■ **Texto fornecido**
§
Foto Gilson Soares, 2014. Ariranha é, pra mim, uma dessas palavras muito bonitas com que nos deparamos na língua brasileira. - Outra...

Ariranha

Foto Gilson Soares, 2014.
Foto Gilson Soares, 2014.

Ariranha é, pra mim, uma dessas palavras muito bonitas com que nos deparamos na língua brasileira.

- Outras há de igual ou superior beleza.

É isso que você está afirmando, não é, lépido leitor?

- Sim, sem dúvida. É o que te respondo, também de pronto.

E acrescento: poderia, eu mesmo, enumerar aqui muitas dessas – belas! – palavras.

Mas não vou fazer isso.

Vou é propor uma consulta em que cada um envia aqui pra Estação Capixaba uma palavra que, pra seu gosto, esteja entre as mais bonitas da Língua.

Combinado? Vai ser divertido e proveitoso.

Pode enviar a sua palavra – só uma – ali no espaço de comentários.

Depois vamos divulgar o resultado da enquete.

Vai ser um conjunto de palavras com forte sotaque de poesia, não tenho dúvida.

Posso adiantar pra você, filólogo leitor, que a maioria das palavras que compõem a minha lista é proveniente das línguas nativas – e extintas – de Pindorama.

Acho até que essa lista pessoal – se eu fosse fazê-la. Não vou – receberia a chancela radical de Policarpo Quaresma.

Mas vamos aguardar as palavras que virão de você, plural leitor.

Enquanto isso – confirmando o que declarei na primeira linha ali em cima – repito que gosto de ariranha.

Primeiro, pelo raro – e agreste – prazer auditivo que esta palavra traz.

Depois, é que ao dar de cara com uma dessas onças-d’água, passeando e caçando no regaço de um regato como este, eu, ainda que nunca tivesse ouvido esta palavra, acho que não exclamaria outra coisa que não fosse ariranha.

Mais provavelmente até, ariranha! Assim, acompanhada dessa exclamação de espanto (e alegria!).

Por isso – e por aquilo – gosto desta palavra.

E tive a sorte de tê-la incorporada ao meu vocabulário ainda na infância.

Sim: é que os meus avós maternos moravam na vila – logo ali! – de Barra do Ariranha.

Ali, meus pais – ele mineiro, ela capixaba – se conheceram e – indiferentes a todas as contestações limitantes que pipocavam então – se casaram.

E foi ali, também, que deliciei as minhas primeiras – as primeirinhas, mesmo – férias escolares.
§
■ **Tarefas**
1. Liste todos os qualificativos que a crônica sobre a palavra ariranha usa ao se dirigir ao leitor.
2. Reproduza fielmente o trecho da crônica sobre a palavra ariranha entre "Por isso – e" e "Barra do Ariranha.", inclusive.
3. Resuma em duas frases a crônica sobre a palavra ariranha.

(Trecho do conjunto de dados)
§
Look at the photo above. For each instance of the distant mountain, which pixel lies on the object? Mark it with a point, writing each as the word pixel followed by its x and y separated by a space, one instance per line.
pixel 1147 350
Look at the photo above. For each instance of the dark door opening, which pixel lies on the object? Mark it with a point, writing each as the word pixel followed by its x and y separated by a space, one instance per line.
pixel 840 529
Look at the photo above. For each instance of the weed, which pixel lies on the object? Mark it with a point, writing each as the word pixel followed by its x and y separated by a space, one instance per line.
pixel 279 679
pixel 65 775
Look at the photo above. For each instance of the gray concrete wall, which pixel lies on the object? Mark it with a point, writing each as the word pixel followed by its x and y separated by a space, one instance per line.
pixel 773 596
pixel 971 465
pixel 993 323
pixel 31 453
§
■ **Respostas**
1. lépido leitor; filólogo leitor; plural leitor

2.
Por isso – e por aquilo – gosto desta palavra.

E tive a sorte de tê-la incorporada ao meu vocabulário ainda na infância.

Sim: é que os meus avós maternos moravam na vila – logo ali! – de Barra do Ariranha.

3. A crônica apresenta ariranha como uma das palavras mais bonitas da língua brasileira e propõe que cada leitor envie à Estação Capixaba, no espaço de comentários, uma única palavra que considere das mais bonitas, com a promessa de divulgar depois o resultado da enquete. O gosto pela palavra se explica pelo prazer auditivo que ela traz e pelo contato com ela desde a infância, já que os avós maternos moravam na vila de Barra do Ariranha.